• **TRAVAIL DEMANDÉ**:
1) Reproduisez à l'identique le passage de l'extrait sur la crise des droits de l'Homme qui commence à "Le dissensus et" et se termine à "cette confrontation démocratique.".
2) D'après l'extrait sur la crise des droits de l'Homme, comment ces droits sont-ils désormais considérés ? Relevez tous les termes employés.

• **EXTRAIT DE PAGE**:
----------------------------------------

Les droits de l’Homme sont en crise. Bafoués partout, ils sont désormais contestés, considérés comme hypocrites, inopérants, trop abstraits pour s’incarner dans les sociétés. Et ce rejet n’est pas réservé aux régimes autoritaires. On le constate jusque dans nos démocraties. Pour comprendre pourquoi cette tendance anti-droits de l’Homme est dangereuse, il faut lire l’ouvrage de Monique Chemillier-Gendreau, Régression de la démocratie et déchaînement de la violence, paru en septembre 2019 aux éditions Textuel. Cette juriste démonte le mécanisme qui met à mal le fonctionnement des démocraties. Elle suggère également des pistes pour le revivifier. Nous vous proposons une fiche de lecture.


À l'heure où Vladimir Poutine annonce qu'il va révoquer un protocole additionnel adossé à la Convention de Genève de 1949 sur la protection des civils dans les conflits armés et remet brutalement en cause la commission d’enquête humanitaire qui s’y trouve établie, il nous a semblé intéressant de comprendre quelle était la lecture juridique du délitement de ces dispositifs juridiques internationaux. Dans son ouvrage, Monique Chemillier-Gendreau convoque un ensemble de concepts à la fois philosophiques et juridiques pour interroger les rapports entre le droit et la construction du projet démocratique, pour poser une analyse humaniste et néanmoins inquiète de la réalité actuelle de la démocratie.


Le dissensus et la conflictualité au coeur de la société démocratique


Monique Chemillier-Gendreau est juriste en droit public et praticienne notamment auprès de la Cour internationale de justice de La Haye. C’est avec cette expérience praticienne du droit qu’elle se penche sur l’effondrement des principes démocratiques qu'on observe aujourd'hui, à échelle internationale comme au sein de nos sociétés. Un postulat déterminant dans son exposé est la nécessité d’assumer le conflit et la divergence au sein de la société, qui se traduit par une violence déclarée légitime ou illégitime. Le droit y est alors le mécanisme qui permet de fixer des curseurs, de définir ainsi le point d’équilibre dans cette confrontation démocratique.

----------------------------------------

• **INFORMATIONS FOURNIES**:

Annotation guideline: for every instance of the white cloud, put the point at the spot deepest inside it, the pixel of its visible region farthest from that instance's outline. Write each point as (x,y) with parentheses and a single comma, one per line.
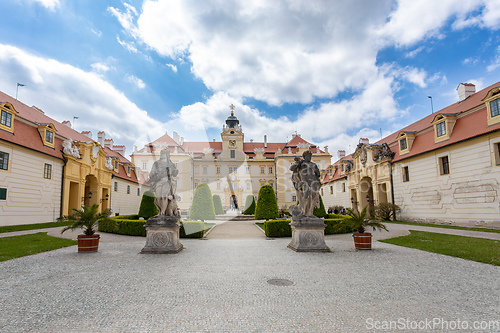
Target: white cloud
(99,67)
(50,4)
(95,101)
(173,67)
(136,81)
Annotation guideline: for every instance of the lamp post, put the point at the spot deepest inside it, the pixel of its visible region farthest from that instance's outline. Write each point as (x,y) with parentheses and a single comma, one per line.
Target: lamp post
(432,106)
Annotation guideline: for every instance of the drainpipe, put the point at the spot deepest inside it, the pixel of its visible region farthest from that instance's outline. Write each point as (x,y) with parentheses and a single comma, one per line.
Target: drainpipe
(65,160)
(392,191)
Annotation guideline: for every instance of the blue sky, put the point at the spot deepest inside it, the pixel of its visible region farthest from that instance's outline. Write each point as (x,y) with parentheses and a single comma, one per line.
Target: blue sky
(333,71)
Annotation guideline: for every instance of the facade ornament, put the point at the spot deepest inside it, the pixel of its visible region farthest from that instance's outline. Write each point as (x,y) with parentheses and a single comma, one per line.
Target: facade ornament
(109,163)
(70,149)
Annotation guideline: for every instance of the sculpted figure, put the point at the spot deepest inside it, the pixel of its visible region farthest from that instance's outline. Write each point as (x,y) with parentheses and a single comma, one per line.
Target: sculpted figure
(163,184)
(305,178)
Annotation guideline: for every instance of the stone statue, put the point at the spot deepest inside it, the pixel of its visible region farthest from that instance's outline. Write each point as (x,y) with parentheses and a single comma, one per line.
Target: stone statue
(305,178)
(161,179)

----------------------------------------

• **RÉPONSES RÉDIGÉES**:
1)
Le dissensus et la conflictualité au coeur de la société démocratique


Monique Chemillier-Gendreau est juriste en droit public et praticienne notamment auprès de la Cour internationale de justice de La Haye. C’est avec cette expérience praticienne du droit qu’elle se penche sur l’effondrement des principes démocratiques qu'on observe aujourd'hui, à échelle internationale comme au sein de nos sociétés. Un postulat déterminant dans son exposé est la nécessité d’assumer le conflit et la divergence au sein de la société, qui se traduit par une violence déclarée légitime ou illégitime. Le droit y est alors le mécanisme qui permet de fixer des curseurs, de définir ainsi le point d’équilibre dans cette confrontation démocratique.

2) hypocrites ; inopérants ; trop abstraits pour s'incarner dans les sociétés